- EXERCISE INPUT
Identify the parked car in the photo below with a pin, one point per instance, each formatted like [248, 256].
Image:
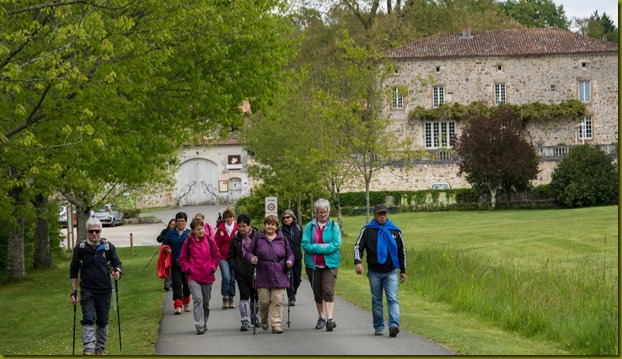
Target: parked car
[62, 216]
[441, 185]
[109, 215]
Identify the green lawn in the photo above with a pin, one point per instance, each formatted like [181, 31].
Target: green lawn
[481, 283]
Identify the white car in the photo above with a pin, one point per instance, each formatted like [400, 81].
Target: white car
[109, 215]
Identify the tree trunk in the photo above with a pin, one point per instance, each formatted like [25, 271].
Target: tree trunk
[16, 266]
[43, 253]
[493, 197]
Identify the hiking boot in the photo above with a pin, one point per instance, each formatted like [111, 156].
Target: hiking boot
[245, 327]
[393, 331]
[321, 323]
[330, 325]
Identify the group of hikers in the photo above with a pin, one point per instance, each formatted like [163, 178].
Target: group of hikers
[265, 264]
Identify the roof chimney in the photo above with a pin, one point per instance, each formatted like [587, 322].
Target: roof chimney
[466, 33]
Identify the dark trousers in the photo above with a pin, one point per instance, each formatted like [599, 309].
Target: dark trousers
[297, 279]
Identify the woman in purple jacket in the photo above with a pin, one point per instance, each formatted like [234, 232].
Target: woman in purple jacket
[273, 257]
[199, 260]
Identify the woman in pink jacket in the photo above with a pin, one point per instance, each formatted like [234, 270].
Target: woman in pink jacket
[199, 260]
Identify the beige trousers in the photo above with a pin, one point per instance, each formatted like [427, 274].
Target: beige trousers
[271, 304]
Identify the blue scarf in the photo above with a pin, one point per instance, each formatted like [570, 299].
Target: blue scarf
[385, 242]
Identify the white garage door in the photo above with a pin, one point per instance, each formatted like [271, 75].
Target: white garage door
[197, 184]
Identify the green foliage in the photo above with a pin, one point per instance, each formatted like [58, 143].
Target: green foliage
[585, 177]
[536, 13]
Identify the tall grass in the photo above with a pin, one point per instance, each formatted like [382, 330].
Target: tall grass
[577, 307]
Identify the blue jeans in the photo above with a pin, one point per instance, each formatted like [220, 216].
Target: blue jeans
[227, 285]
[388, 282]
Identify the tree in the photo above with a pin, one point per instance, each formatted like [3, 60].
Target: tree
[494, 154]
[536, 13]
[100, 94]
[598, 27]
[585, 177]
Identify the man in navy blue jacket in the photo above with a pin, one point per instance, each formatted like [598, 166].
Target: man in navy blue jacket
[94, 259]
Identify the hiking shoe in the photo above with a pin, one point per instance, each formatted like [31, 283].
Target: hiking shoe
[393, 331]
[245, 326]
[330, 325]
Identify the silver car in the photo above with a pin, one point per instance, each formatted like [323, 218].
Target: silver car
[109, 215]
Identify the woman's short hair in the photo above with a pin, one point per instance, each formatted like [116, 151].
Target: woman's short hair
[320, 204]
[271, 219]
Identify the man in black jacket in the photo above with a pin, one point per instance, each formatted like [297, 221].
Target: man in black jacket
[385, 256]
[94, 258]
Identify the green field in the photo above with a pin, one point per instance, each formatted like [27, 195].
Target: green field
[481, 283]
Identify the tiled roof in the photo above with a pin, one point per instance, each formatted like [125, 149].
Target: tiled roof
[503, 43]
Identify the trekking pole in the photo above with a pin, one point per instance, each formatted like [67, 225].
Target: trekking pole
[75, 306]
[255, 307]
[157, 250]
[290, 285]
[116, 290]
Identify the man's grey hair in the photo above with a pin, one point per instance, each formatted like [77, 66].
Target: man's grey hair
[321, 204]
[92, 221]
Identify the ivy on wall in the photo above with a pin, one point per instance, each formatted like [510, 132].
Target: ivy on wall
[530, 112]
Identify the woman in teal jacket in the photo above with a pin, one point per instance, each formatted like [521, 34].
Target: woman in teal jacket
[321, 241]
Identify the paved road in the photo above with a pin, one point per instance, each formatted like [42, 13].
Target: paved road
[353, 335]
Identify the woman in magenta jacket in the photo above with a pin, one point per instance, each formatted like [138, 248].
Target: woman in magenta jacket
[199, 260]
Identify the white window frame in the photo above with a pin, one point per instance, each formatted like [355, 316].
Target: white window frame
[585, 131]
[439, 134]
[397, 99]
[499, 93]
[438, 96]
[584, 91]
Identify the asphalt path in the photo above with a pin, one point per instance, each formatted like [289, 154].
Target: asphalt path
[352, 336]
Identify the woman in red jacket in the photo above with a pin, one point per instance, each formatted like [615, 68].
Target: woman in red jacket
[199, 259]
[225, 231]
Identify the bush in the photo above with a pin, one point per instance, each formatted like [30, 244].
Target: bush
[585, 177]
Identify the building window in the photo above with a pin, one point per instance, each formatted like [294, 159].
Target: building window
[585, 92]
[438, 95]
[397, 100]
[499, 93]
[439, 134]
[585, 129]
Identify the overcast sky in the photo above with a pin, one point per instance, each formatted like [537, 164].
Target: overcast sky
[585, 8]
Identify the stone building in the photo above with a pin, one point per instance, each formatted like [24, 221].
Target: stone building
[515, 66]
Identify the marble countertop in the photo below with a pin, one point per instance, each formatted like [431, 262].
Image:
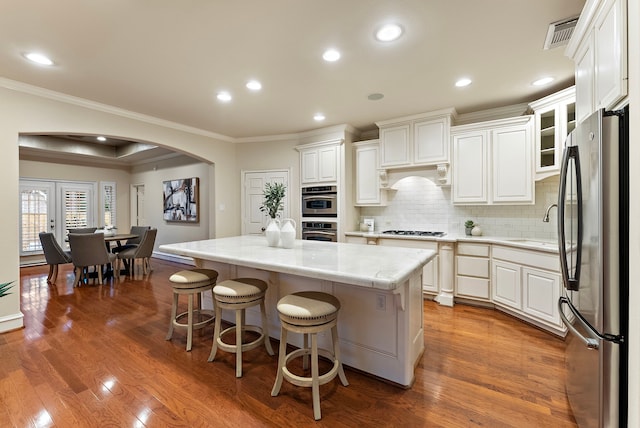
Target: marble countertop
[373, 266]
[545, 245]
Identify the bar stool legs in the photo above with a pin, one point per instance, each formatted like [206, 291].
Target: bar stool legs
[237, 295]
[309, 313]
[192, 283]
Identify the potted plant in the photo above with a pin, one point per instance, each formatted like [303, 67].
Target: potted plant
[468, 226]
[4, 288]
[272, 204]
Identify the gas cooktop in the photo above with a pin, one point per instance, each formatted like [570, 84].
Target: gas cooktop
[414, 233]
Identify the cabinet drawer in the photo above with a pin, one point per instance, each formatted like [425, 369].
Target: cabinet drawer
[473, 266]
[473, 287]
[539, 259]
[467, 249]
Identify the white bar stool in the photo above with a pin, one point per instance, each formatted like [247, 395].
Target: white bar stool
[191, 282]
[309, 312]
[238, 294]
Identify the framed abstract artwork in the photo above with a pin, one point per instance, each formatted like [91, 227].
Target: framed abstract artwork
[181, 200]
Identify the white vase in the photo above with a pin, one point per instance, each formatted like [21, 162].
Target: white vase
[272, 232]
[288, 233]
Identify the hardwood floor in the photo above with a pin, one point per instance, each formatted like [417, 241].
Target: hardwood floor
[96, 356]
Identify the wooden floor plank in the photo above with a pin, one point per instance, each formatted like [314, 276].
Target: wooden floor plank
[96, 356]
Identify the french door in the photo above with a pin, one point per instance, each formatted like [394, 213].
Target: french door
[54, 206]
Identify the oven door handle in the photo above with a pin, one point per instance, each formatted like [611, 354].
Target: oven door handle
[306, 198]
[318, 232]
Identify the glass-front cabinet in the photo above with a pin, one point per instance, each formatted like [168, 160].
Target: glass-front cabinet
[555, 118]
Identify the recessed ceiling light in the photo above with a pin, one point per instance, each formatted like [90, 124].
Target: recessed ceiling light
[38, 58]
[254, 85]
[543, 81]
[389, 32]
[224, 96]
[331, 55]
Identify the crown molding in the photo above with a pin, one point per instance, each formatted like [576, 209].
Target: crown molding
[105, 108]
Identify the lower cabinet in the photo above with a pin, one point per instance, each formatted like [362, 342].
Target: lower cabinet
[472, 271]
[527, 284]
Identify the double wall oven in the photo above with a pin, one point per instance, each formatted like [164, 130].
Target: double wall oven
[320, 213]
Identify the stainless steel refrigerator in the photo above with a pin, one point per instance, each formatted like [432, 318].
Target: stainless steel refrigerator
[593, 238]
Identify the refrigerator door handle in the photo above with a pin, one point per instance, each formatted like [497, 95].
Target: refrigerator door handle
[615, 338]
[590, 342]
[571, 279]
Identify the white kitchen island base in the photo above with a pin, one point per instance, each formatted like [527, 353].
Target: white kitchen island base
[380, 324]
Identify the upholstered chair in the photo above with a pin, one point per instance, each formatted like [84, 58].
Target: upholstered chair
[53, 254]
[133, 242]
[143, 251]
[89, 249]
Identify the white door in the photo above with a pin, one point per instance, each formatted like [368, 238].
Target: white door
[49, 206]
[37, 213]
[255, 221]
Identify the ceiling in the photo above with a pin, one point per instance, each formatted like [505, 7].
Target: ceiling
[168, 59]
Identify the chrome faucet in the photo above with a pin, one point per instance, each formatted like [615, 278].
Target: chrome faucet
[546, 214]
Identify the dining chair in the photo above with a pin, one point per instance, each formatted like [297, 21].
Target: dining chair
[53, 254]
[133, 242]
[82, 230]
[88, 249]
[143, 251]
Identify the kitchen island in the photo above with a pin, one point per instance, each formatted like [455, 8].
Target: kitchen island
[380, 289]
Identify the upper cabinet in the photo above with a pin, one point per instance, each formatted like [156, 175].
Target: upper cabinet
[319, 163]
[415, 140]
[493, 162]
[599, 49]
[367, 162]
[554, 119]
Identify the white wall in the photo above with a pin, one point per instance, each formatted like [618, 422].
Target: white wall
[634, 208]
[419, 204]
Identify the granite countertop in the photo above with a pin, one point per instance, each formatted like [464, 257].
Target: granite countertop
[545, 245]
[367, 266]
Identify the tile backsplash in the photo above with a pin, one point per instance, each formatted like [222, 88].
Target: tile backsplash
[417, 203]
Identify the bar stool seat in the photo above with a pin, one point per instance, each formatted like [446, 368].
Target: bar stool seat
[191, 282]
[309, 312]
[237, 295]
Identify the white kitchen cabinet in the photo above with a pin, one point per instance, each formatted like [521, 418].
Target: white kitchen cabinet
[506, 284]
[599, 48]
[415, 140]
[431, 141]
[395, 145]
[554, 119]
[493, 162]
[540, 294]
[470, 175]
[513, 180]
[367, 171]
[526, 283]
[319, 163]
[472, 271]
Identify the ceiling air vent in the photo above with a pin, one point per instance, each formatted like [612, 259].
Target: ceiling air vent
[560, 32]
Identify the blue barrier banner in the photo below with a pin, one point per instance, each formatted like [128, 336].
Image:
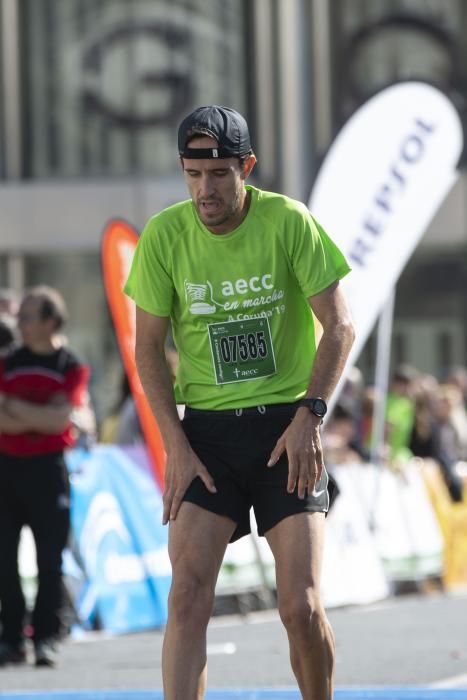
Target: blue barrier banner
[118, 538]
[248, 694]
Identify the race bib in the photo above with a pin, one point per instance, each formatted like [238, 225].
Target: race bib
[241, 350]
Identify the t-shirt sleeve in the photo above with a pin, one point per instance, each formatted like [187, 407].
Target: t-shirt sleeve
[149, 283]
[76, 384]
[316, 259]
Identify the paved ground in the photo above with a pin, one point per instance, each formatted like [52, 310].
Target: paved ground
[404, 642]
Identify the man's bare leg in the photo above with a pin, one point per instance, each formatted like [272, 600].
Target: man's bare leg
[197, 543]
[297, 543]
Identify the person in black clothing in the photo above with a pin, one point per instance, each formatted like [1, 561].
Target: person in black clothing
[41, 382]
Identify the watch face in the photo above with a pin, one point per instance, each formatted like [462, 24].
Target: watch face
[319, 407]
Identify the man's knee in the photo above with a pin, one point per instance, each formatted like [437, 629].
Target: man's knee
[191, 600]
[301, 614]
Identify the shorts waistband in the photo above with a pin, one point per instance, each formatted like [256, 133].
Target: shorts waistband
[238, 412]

- EXERCISE REQUIREMENTS
For the listing above, print only the lines starting at the line containing "Identify the dark" and ending at the line containing "Identify the woman's", exactly, both included.

- REPLY
Identify the dark trousers in the photo above with a pin, one point per instance, each formatted like [599, 309].
Target: dark trousers
[297, 279]
Identify the woman in purple jacket in the photo above with a pin, one point per instance, each formatted like [234, 232].
Target: woman in purple jacket
[273, 257]
[199, 260]
Identify the woman in pink jacket in the photo above with a pin, one point per instance, each formatted like [234, 270].
Target: woman in pink jacket
[199, 260]
Identify the beige trousers in the photo above with a pin, one point per instance, each formatted like [427, 274].
Target: beige trousers
[271, 304]
Identify the blue scarf in the photo above with a pin, one point per instance, each formatted like [570, 299].
Target: blue scarf
[385, 242]
Identify the white garage door in the photo above with a pin, one point per instance, each formatted like [271, 75].
Target: white garage door
[197, 184]
Identify the green foliage in the photo above with a pin, one point per instance, each formatted like [58, 143].
Target: green foliage
[585, 177]
[536, 13]
Identify the tall grass in the photo above with a pin, one point per instance, each formatted like [382, 330].
Target: tall grass
[577, 307]
Identify the blue jeans in the photo above with a pin, one point per instance, each formatted like [220, 216].
Target: blue jeans
[227, 285]
[388, 282]
Identify the tree in the photo above with a pin, one point per instance, each formatted like [3, 60].
Target: tree
[494, 154]
[536, 13]
[100, 94]
[598, 27]
[585, 177]
Identify the man in navy blue jacket in the photo above with a pin, one point per instance, each formatted like [598, 166].
Target: man in navy blue jacket
[94, 259]
Identify the hiking shoe in the photo above with a pin, one point per instance, each formatted like [31, 283].
Target: hiking shoe
[393, 331]
[245, 326]
[330, 325]
Identify the silver car in the photo above with a pin, one point per instance, each formatted like [323, 218].
Target: silver car
[109, 215]
Identify the woman's short hair in the photo above with a pin, one point per instance, each formatted like [116, 151].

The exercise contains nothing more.